Selected passage:
* BEGIN *
# Hinckley lake



## Johio786 (Apr 1, 2013)

For all the years I've been around, fishing hinckley lake was never good. I was just wondering if anyone actually fishes it and does well. Or if there's been northerns pulled out of there besides along time ago. Post pictures of your catches if you can!


----------



## cfioritto (Mar 25, 2012)

I've caught several different types of fish, but never any Northerns. Nothing of any real size or quality either. I saw this title and thought how i'd like to have a "real" lake nearby.


----------



## fishingdude (Nov 24, 2010)

All these threads on hinkleys fishing and how bad it is. Any of you ever think it wasn't the lake that was bad? There are huge bass and in great numbers in that hole. Learn how to fish it and you will find your REAL lake.


----------



## cfioritto (Mar 25, 2012)

fishingdude said:


> All these threads on hinkleys fishing and how bad it is. Any of you ever think it wasn't the lake that was bad? There are huge bass and in great numbers in that hole. Learn how to fish it and you will find your REAL lake.


I suppose you would be right if everybody such as yourself were a bass fisherman. I like the way you assume and say people can't fish. Good attitude. I was also stating that there are other lakes I would like to be closer to so I could fish rather than Hinckley. You also said "all these threads about how bad Hinckley fishing is". Maybe if a lot of people think Hinckley is poor than maybe it has a less than desirable population of fish.


----------



## johnny fish (Feb 20, 2005)

I too live about 10 minutes from a metroparks lake let me tell you as a serious multi species angler easily 70% of the people fishing these waters are not very knowledgeable on fish species or technique to catch them. I have seen time and time again people who only fish.the shore spots that are wide open no structure flats and then complain that the.lakes suck & that their are.no fish in them. If you are willing to take the shoe leather express around a lake you Can find good.quality.fish.on public water....this also holds true to hunting public land but as stated most folks are not motivated enough to WALK into an area and educate themselves on the techniques needed to be successful


----------



## Fish2Win (Jan 21, 2009)

I routinely catch big Crappie and bass in the spring. Ton of structure and like others have said you just need to walk around and pitch lures. It's a good little lake.


----------



## Johio786 (Apr 1, 2013)

Ive took my boat out and never caught anything. I've tryed every bait and everything. But just if anyone enjoys catching decent size channels. Go to the spillway. Where u can swim. Go out after swiming hours. Throw out some cutbait or a hotdog and you'll slam cats. Had one rod snapped last year.


----------



## jonnythfisherteen2 (Mar 5, 2011)
* END *
Entries supplied:
* BEGIN *
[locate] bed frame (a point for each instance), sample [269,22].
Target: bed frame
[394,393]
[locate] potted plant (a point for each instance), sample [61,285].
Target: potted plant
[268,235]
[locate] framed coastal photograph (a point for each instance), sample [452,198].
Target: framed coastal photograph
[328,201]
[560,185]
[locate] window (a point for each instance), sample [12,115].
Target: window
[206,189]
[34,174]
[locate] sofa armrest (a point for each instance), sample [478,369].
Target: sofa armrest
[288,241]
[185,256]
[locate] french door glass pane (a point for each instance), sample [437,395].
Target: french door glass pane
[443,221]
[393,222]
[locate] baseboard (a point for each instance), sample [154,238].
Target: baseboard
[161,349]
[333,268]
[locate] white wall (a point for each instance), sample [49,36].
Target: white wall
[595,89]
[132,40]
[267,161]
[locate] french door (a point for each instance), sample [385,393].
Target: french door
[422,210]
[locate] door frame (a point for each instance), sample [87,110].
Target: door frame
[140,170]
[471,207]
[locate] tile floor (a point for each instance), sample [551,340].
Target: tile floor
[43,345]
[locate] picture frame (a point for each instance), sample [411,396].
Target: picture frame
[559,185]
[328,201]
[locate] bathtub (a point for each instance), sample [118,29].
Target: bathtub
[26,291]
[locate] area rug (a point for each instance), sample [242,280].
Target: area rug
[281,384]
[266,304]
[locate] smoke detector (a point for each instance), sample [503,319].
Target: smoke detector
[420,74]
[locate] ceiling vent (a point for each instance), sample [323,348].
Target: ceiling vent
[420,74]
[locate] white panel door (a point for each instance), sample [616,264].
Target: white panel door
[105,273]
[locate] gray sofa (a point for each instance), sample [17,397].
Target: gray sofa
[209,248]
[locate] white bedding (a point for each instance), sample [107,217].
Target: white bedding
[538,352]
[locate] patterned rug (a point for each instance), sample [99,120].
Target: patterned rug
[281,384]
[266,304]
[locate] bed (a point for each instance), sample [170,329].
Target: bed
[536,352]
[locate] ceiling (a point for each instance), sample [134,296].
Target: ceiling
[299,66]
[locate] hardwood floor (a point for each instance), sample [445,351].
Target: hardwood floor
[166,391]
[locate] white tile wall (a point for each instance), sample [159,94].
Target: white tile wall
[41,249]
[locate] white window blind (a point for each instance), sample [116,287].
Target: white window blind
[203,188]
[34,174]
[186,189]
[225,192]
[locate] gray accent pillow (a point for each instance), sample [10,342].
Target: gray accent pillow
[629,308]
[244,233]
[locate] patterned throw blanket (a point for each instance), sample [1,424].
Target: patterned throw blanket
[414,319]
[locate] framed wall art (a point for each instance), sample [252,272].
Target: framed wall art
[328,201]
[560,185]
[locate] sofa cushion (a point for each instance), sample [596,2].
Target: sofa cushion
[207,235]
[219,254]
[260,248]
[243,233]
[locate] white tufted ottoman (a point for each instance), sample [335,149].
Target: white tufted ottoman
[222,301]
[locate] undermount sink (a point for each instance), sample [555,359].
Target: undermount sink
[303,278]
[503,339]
* END *
* BEGIN *
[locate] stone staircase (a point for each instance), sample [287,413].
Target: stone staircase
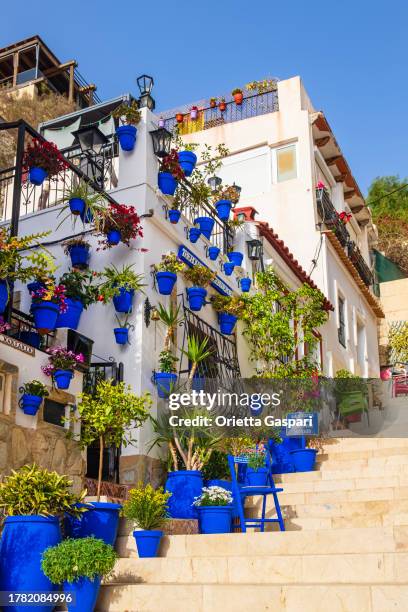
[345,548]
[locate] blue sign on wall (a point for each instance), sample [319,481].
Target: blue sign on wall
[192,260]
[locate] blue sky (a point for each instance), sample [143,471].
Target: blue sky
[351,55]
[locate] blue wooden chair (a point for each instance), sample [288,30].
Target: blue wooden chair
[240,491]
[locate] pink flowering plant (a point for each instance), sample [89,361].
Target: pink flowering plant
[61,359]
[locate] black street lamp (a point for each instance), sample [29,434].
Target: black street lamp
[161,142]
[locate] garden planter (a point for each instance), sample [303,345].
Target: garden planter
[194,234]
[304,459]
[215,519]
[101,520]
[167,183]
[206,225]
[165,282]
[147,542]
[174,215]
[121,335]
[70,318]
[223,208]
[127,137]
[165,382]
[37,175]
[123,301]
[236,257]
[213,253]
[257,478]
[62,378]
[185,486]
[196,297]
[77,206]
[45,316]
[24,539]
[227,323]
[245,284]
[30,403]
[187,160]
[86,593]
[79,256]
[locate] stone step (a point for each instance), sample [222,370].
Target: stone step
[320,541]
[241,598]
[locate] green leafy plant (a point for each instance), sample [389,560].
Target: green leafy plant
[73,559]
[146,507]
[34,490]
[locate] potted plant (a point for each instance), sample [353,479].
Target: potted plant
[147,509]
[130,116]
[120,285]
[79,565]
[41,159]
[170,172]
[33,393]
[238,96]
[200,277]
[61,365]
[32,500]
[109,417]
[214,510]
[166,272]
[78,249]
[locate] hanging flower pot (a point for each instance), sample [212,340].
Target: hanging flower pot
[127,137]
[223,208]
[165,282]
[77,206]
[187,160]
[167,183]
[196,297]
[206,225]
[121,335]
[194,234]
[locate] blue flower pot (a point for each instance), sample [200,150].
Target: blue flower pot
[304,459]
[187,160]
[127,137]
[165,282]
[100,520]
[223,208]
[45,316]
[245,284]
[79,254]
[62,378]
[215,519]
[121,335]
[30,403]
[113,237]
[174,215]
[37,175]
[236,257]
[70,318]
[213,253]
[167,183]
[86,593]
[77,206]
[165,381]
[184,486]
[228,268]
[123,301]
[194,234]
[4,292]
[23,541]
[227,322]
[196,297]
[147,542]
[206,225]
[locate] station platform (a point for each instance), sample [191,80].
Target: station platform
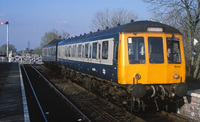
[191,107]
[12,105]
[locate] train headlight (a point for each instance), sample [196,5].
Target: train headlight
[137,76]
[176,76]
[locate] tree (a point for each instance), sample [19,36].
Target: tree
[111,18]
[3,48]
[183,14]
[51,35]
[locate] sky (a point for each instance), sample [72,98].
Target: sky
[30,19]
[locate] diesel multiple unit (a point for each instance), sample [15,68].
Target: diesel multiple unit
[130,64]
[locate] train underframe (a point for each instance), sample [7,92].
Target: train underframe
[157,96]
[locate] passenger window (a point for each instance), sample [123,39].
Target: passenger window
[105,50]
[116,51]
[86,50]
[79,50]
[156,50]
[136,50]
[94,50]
* END *
What you will do:
• 1. Can you sum up the Hinckley lake thread in two sentences?
• 2. Would you extend the Hinckley lake thread from its last line onward?

Responses for each task:
• 1. A forum member asks whether anyone does well fishing Hinckley lake, and one reply mentions never catching northerns or anything of real size there, while another argues the lake holds huge bass in great numbers for those who learn to fish it. Others say many anglers stick to open shore spots and that walking around to the structure produces good fish such as crappie and bass, and the original poster, who caught nothing from a boat, recommends the spillway after swimming hours for channel cats on cutbait or a hotdog.

• 2.
johnny fish said:


> I too live about 10 minutes from a metroparks lake let me tell you as a serious multi species angler easily 70% of the people fishing these waters are not very knowledgeable on fish species or technique to catch them. I have seen time and time again people who only fish.the shore spots that are wide open no structure flats and then complain that the.lakes suck & that their are.no fish in them. If you are willing to take the shoe leather express around a lake you Can find good.quality.fish.on public water....this also holds true to hunting public land but as stated most folks are not motivated enough to WALK into an area and educate themselves on the techniques needed to be successful


yes. ive always out fished other people who do that. my best friend has almost given up on fishing because he fishes that way and never gets anything worth eating. i intend to get him out on the fishing when the they stock the trout at little turtle pond and help him out with identifying cover points and where the fish are likely to be. better than blowing money on nothing at the mall like he wants to do on saturday.
ive read somewhere that 90% of the lakes and other large places have no fish in them. it should occur to some that the fish are where the food, shelter (think they've got enough water) and oxygen is.


----------



## fishingdude (Nov 24, 2010)

cfioritto said:


> I suppose you would be right if everybody such as yourself were a bass fisherman. I like the way you assume and say people can't fish. Good attitude. I was also stating that there are other lakes I would like to be closer to so I could fish rather than Hinckley. You also said "all these threads about how bad Hinckley fishing is". Maybe if a lot of people think Hinckley is poor than maybe it has a less than desirable population of fish.


I ain't assuming anything, some people can't fish period. You want to argue that? What I did say was, that instead of blaming the lake, maybe look at yourself. Do you have a problem with that? You are too busy focusing on the negative and assuming yourself, and at the same time missing my helpful tip. Here it is again since you missed it the first time. There are huge bass along with many other species that are very catchable with time and experience in Hinckley lake. If you're not being too successful then try harder, and in time you too will realize it's not the lakes fault you're not catching.


----------



## cfioritto (Mar 25, 2012)

Hinckley just doesn't appeal to me as somewhere I want to fish. If you go back and look at one of my previous posts I said that there are fish to catch and named them. The original post asks if anybody has caught any northerns.


----------



## stak45dx1 (Jun 21, 2011)

I bass fish there... A lot... It's close enough for me to take my boat out there after work. I have yet to catch a pike there. I have a friend that also fishes there a ton, no northerns for him either. By now I would think one of us would have hooked into one by accident. I don't think there's any left in there. And to be technical, that lake has no structure, it is just like a giant dish, but it has a ton of cover.


----------



## Wow (May 17, 2010)

Hinckley is a fine recreational lake. Plenty of activities for everyone. Fishing is average for a small metro lake. Shore fishing is best after trout stockings and for springtime crappie, and small catfish. You'll need to get into a boat to hunt bass. The lake is good enough to get your fishin' fix. --Tim


----------



## Fish2Win (Jan 21, 2009)

Stak I meant cover with all the downed trees not humps and bumps. There is one hump out towards the middle and 1 drop off by the dam though.


----------



## stak45dx1 (Jun 21, 2011)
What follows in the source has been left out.